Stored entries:
Segment Open
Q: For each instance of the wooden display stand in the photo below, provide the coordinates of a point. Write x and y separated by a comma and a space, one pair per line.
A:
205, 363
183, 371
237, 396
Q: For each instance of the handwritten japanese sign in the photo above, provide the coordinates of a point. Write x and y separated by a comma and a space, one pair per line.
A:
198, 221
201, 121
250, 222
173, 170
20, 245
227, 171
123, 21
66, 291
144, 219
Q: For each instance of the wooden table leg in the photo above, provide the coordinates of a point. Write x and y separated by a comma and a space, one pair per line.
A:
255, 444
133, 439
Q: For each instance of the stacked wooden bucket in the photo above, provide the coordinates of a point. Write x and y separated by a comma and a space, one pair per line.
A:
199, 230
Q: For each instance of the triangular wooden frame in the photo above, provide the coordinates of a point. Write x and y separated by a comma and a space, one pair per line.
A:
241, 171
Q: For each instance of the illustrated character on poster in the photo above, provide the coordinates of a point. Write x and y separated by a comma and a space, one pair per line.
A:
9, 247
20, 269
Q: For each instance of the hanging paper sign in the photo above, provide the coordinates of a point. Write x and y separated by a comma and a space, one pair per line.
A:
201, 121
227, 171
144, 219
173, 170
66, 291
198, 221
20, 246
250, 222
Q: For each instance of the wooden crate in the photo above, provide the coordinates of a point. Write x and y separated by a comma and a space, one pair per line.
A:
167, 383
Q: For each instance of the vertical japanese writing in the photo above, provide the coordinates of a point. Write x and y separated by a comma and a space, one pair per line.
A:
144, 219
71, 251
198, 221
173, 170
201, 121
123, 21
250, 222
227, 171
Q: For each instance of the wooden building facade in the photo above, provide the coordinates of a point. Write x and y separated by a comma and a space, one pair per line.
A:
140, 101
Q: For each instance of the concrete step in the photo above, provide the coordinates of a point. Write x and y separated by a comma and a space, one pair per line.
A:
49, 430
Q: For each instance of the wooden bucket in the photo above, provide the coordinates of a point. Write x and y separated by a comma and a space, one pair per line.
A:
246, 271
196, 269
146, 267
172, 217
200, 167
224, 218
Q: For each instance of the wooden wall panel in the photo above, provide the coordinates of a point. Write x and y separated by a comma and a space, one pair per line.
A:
Segment Closed
WHAT IS EXPECTED →
Exactly as written above, copy out all the records.

SOLUTION TO THE PROBLEM →
Q: For each instance of the wooden display stand in the photo below, provide the coordinates of a point. Write x and y separated by a comma and a space, one pair per line.
A:
205, 363
183, 371
237, 396
Q: For each instance of the handwritten japanese sign in the photo above, provide the coordinates of a point. Write x and y separated by a comma and a space, one pair per line.
A:
198, 221
201, 121
250, 222
173, 170
20, 245
227, 171
123, 21
66, 291
144, 219
Q: For each instance of the wooden table leg in the photo above, provide the coordinates of a point. Write x and y separated by a comma and a space, one pair per line.
A:
255, 444
133, 439
Q: For each instance of the stacked wooden bucket in the photo above, provide the coordinates of a point. Write x and y separated by a comma and a space, one pair per line.
A:
199, 230
Q: For each instance of the triangular wooden frame in the photo above, provide the coordinates of a point. Write x and y separated by a comma and a space, one pair per line.
A:
241, 171
Q: For each instance of the illustrated character on poster in the photo above, provide the coordinates of a point. Write x and y separated by a comma and a space, one pair per line.
A:
9, 247
20, 269
Q: For each instance of the hanging paper sign in the photo above, provide the coordinates of a point. Write x and y separated by a comma and a space, one pair per line.
A:
201, 121
227, 171
144, 219
173, 170
66, 291
198, 221
20, 246
250, 222
Q: For each instance of the wooden crate in the photo above, provide the coordinates of a point. Write x and y separated by a comma and a space, one pair per line.
A:
167, 383
Q: For each instance of the vertical japanese writing in the photo above, provide the coordinates of a point. Write x and y separated by a comma and a space, one pair per line.
A:
144, 219
71, 251
198, 221
173, 170
201, 121
123, 21
250, 222
227, 171
Q: For each instance of the wooden building facade in the photo above, provide the coordinates of a point. Write x and y separated by a comma and a space, one pair per line.
A:
140, 101
Q: For each instance of the concrete step in the photo above, provide the coordinates of a point. Write x and y separated by a comma and a space, one pair per line.
A:
49, 430
Q: For each instance of the wooden bucket in the photo above, provide the coordinates of a point. Write x and y separated by a comma and a space, one pair per line.
A:
246, 271
196, 269
146, 267
172, 217
200, 167
224, 218
Q: For each instance of the wooden wall panel in the photo above, provide the coordinates of a point. Write x and y separated by a comma and a space, one pair per line.
A:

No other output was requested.